Output only the span of lines that begins at the line containing "Q: For every instance of the rusty" and ends at the last line of the data, both included, exactly as they appear.

(Records from a dataset)
▬▬▬▬▬▬
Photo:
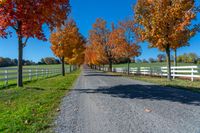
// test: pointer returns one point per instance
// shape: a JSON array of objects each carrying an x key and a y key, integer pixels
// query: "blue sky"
[{"x": 85, "y": 13}]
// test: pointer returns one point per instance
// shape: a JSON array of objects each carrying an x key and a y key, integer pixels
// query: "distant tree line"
[
  {"x": 5, "y": 62},
  {"x": 185, "y": 58}
]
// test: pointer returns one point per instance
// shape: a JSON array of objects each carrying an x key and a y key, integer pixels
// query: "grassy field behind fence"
[
  {"x": 32, "y": 108},
  {"x": 157, "y": 64},
  {"x": 13, "y": 82}
]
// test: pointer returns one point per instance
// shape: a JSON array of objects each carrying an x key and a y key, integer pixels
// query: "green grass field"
[
  {"x": 177, "y": 83},
  {"x": 13, "y": 82},
  {"x": 163, "y": 64},
  {"x": 32, "y": 108}
]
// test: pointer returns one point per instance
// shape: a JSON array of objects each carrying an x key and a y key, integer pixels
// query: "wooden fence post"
[
  {"x": 6, "y": 77},
  {"x": 192, "y": 76},
  {"x": 36, "y": 73},
  {"x": 30, "y": 74}
]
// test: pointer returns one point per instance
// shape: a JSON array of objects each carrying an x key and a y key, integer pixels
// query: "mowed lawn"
[
  {"x": 157, "y": 64},
  {"x": 13, "y": 82},
  {"x": 177, "y": 83},
  {"x": 32, "y": 108}
]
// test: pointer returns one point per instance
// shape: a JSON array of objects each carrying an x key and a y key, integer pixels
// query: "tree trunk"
[
  {"x": 110, "y": 65},
  {"x": 168, "y": 64},
  {"x": 70, "y": 68},
  {"x": 175, "y": 58},
  {"x": 128, "y": 66},
  {"x": 63, "y": 66},
  {"x": 20, "y": 62}
]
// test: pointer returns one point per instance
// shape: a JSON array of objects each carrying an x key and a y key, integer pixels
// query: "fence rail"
[
  {"x": 192, "y": 72},
  {"x": 7, "y": 73}
]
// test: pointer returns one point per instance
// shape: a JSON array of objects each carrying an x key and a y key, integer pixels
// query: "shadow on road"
[{"x": 152, "y": 92}]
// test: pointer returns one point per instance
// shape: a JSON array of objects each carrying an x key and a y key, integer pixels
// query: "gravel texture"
[{"x": 102, "y": 103}]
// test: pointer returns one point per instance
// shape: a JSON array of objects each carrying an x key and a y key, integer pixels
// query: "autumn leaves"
[
  {"x": 27, "y": 18},
  {"x": 165, "y": 24},
  {"x": 68, "y": 44},
  {"x": 107, "y": 46}
]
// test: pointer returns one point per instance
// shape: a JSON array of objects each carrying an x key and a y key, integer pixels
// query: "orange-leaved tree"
[
  {"x": 68, "y": 44},
  {"x": 106, "y": 43},
  {"x": 27, "y": 17},
  {"x": 163, "y": 23}
]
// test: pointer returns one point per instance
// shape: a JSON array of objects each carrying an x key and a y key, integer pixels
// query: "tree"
[
  {"x": 163, "y": 23},
  {"x": 152, "y": 60},
  {"x": 130, "y": 49},
  {"x": 27, "y": 17},
  {"x": 68, "y": 44},
  {"x": 161, "y": 57},
  {"x": 98, "y": 39}
]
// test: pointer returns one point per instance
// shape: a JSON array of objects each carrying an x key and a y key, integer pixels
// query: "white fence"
[
  {"x": 192, "y": 72},
  {"x": 9, "y": 74}
]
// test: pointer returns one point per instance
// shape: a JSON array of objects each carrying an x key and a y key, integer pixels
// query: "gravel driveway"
[{"x": 102, "y": 103}]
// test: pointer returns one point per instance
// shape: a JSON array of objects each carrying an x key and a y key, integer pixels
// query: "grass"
[
  {"x": 157, "y": 64},
  {"x": 176, "y": 83},
  {"x": 13, "y": 82},
  {"x": 32, "y": 108}
]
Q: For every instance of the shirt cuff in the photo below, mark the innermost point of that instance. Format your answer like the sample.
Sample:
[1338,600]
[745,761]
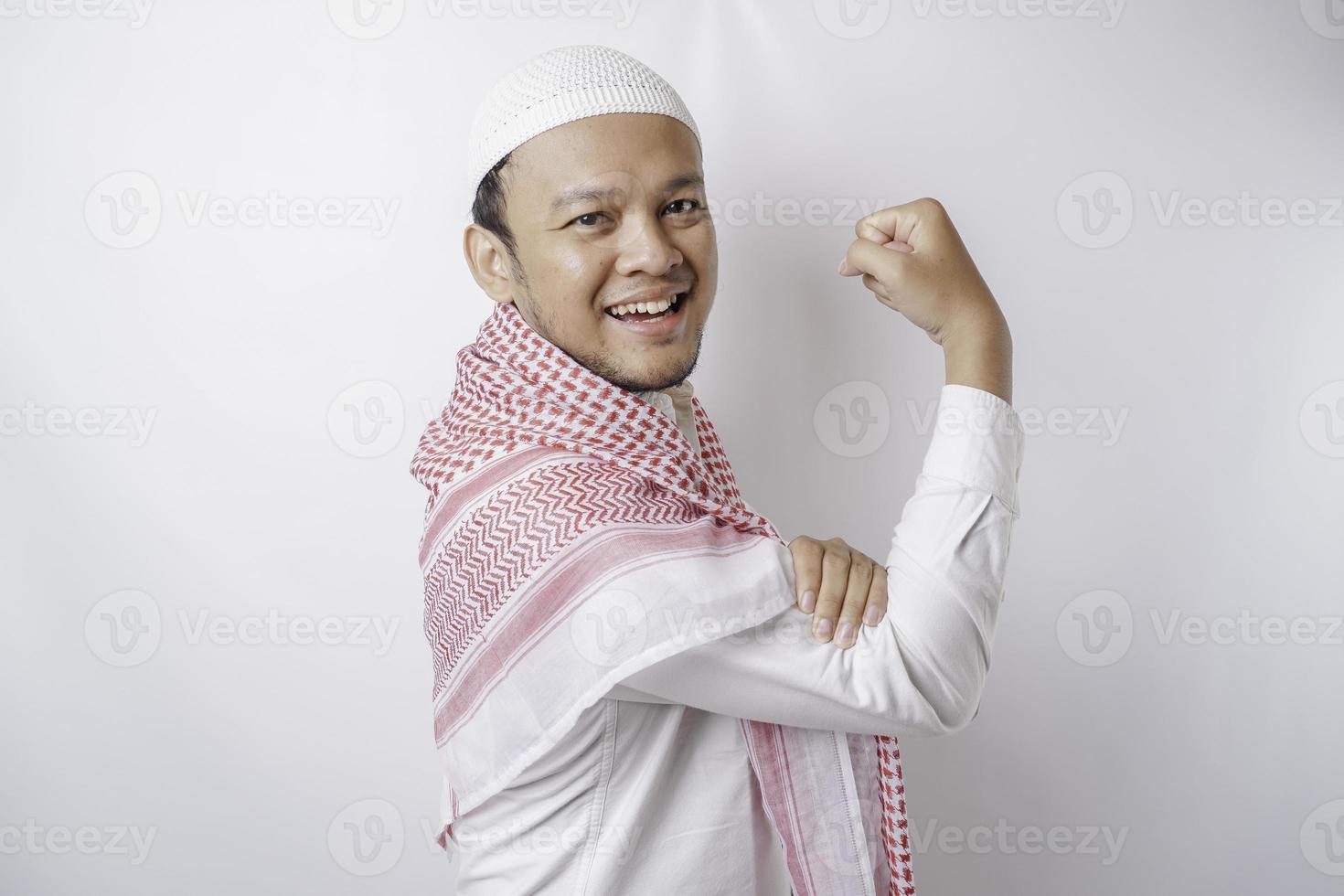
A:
[977,441]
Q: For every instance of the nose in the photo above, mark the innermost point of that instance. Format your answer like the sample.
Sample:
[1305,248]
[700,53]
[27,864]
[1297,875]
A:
[648,251]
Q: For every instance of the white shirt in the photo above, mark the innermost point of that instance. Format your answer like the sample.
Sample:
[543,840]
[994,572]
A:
[652,790]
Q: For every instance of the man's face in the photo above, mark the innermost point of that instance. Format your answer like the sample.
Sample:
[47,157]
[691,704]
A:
[603,211]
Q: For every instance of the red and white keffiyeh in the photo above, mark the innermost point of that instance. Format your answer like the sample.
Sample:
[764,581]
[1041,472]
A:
[554,496]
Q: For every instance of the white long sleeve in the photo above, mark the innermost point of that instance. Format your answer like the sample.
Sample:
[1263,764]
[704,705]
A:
[923,669]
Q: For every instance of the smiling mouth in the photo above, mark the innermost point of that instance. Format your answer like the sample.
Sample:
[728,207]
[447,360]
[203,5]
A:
[635,316]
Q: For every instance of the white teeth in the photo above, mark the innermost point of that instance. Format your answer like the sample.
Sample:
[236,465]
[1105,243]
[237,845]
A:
[646,308]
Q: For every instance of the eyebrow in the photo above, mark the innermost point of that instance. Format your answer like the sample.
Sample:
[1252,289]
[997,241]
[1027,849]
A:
[595,194]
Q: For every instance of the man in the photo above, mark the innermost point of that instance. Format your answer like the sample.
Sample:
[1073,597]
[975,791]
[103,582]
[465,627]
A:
[629,698]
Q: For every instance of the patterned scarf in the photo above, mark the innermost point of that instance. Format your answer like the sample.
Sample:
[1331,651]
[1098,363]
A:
[552,497]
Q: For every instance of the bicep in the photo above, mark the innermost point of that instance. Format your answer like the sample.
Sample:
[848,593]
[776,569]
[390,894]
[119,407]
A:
[774,672]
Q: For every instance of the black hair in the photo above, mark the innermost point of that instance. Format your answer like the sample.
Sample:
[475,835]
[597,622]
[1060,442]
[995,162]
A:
[488,208]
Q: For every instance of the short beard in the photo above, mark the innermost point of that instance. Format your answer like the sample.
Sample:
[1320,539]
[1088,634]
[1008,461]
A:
[603,364]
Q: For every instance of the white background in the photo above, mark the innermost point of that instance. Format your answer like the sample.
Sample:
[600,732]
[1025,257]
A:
[1217,495]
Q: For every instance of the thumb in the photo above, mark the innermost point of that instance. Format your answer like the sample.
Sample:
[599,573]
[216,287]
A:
[883,261]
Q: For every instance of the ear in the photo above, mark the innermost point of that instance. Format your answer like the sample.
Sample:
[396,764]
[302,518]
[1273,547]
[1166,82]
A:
[488,262]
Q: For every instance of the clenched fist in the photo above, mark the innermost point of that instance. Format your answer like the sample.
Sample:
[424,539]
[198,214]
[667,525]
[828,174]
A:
[837,581]
[914,262]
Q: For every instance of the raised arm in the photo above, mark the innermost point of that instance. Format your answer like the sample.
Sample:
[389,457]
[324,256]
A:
[923,667]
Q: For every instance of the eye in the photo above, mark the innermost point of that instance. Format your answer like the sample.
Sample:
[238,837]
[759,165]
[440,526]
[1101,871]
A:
[695,205]
[586,220]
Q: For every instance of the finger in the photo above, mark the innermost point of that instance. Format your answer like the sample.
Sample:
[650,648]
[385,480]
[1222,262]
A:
[878,597]
[835,578]
[866,257]
[898,222]
[878,289]
[855,601]
[806,571]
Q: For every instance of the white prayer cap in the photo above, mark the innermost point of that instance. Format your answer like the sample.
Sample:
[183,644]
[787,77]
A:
[560,86]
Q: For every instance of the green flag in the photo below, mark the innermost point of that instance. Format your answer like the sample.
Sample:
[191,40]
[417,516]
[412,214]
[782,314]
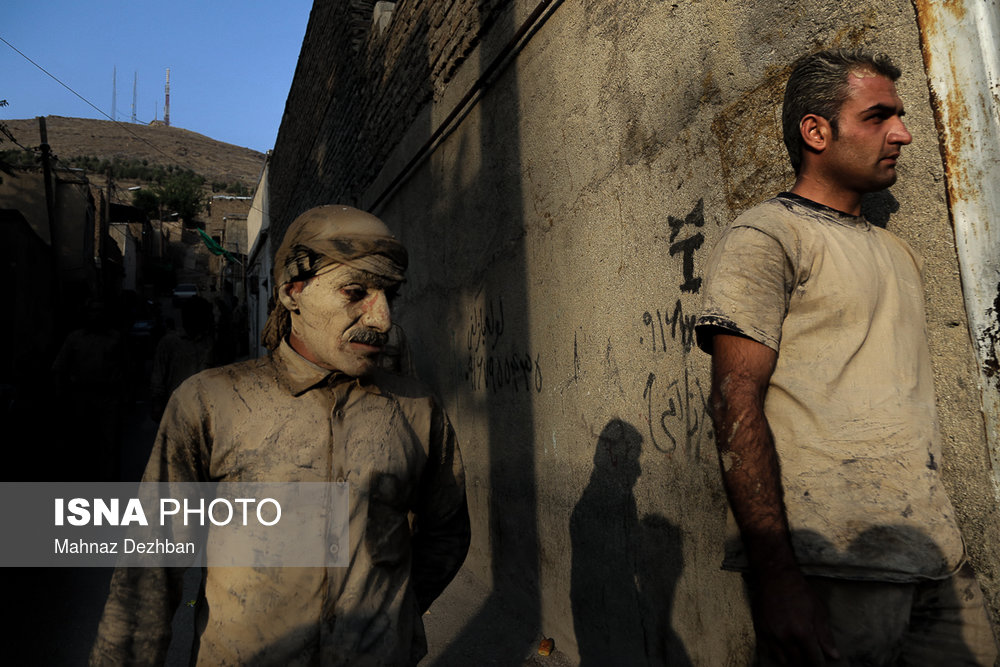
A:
[215,248]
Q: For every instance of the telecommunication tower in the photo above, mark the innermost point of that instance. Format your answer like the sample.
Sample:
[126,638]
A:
[166,104]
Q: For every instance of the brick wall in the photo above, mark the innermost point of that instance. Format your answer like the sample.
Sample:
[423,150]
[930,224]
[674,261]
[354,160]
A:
[356,92]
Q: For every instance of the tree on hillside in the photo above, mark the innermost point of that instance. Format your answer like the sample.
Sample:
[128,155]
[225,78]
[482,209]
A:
[181,193]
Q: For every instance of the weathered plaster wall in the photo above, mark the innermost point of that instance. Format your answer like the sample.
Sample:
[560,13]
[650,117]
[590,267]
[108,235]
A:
[557,232]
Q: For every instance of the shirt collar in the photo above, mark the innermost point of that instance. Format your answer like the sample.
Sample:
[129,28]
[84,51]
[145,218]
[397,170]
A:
[300,375]
[846,219]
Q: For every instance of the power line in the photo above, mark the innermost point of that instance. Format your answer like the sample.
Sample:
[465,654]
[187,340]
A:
[93,106]
[124,126]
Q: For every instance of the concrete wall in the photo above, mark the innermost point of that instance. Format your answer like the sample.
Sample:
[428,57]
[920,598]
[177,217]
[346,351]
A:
[558,210]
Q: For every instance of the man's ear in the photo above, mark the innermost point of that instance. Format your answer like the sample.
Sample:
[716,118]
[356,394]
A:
[288,295]
[816,132]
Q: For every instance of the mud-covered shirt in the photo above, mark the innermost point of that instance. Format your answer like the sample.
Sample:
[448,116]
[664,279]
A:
[283,419]
[851,400]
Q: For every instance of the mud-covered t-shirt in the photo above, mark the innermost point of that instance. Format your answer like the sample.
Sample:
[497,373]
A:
[284,419]
[851,400]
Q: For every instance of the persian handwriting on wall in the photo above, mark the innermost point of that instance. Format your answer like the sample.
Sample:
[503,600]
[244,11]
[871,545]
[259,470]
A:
[676,409]
[677,322]
[677,413]
[493,363]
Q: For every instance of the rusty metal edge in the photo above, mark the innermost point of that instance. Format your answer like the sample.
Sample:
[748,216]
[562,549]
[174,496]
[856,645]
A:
[959,40]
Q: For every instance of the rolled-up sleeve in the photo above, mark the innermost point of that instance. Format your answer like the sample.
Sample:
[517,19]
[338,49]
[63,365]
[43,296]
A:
[748,282]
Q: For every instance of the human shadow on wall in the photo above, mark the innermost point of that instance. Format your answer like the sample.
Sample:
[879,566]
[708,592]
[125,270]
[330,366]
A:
[624,571]
[488,256]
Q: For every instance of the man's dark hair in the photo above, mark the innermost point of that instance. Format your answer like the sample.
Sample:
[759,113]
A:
[819,85]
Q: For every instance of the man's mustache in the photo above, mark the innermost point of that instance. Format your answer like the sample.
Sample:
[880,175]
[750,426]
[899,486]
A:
[369,337]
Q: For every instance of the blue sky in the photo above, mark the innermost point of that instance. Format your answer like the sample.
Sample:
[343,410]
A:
[231,62]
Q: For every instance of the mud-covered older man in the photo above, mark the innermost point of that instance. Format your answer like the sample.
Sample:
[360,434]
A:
[317,409]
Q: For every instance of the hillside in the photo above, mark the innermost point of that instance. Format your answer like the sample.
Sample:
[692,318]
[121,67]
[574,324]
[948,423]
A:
[160,145]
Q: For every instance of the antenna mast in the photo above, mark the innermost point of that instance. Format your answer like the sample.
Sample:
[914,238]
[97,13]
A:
[166,105]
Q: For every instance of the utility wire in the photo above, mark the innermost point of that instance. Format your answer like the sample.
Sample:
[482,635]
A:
[124,126]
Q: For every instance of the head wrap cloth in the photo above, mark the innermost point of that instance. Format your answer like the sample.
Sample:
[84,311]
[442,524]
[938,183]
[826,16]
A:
[324,236]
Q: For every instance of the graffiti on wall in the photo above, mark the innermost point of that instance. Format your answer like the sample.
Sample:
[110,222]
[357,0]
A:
[495,363]
[686,246]
[676,404]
▬▬▬▬▬▬
*Written answer:*
Q: For every instance of the rusty metal edge in the photo above, mark the innermost point of that instance. Format your answer like the sample.
Sample:
[748,216]
[562,549]
[174,496]
[856,645]
A:
[959,40]
Q: For every instance of the rolled-up sleeve in the photo above, mark the innermost point of that instance. Format your answer like the sample.
Sample:
[517,19]
[338,49]
[63,365]
[43,296]
A:
[748,282]
Q: For every instance of the human shadow on wall in the photo above, mark the innermost point of that instance. Format your answer like the sample.
Sample:
[879,566]
[708,592]
[125,270]
[330,366]
A:
[624,571]
[488,256]
Q: For every instance of the man's dark hair in the photo above, mark the innermost point of that instance. Format your answer like the sample.
Sample:
[759,113]
A:
[819,85]
Q: For every instance of the man's mustache in the photo above, mark the innermost point of that instance. Format your answer like the sample.
Sample:
[880,175]
[750,426]
[899,486]
A:
[369,337]
Q: For every instance of the blue sky in the photo above, mark the innermost point of that instance. Format your answer like the sample.
Sample:
[343,410]
A:
[231,62]
Q: For every instance of the mud-covered older man in the photo above, mark the innermost point of that instance. Format your answer like the sample.
Sample:
[360,434]
A:
[317,409]
Q: For every instance of the hillside in the photo above, mark the innermost point of that instance. Format your answer like the sample.
Sample:
[692,318]
[121,67]
[574,324]
[948,423]
A:
[160,145]
Q: For every instance of the antenna mast in the photo above, mark the innermost point of that instance. Format your answer like the sample.
Sample:
[914,238]
[97,13]
A:
[166,105]
Q: For every instance of the utility wire in the photo above, mark the innermost point of that instance. Format your answer like the sample.
Sample:
[482,635]
A:
[124,126]
Q: For every instance of the head wrap cloth in the photo above, mark the innermost point of that instance. Format your answer like the sample.
Sample:
[84,311]
[442,524]
[938,183]
[826,16]
A:
[324,236]
Q: For every instance of the graffiti on wall in the photo above, mark the innermost point of that instance. Format your answer like the sample.
Sample:
[110,222]
[357,0]
A:
[495,363]
[686,246]
[676,404]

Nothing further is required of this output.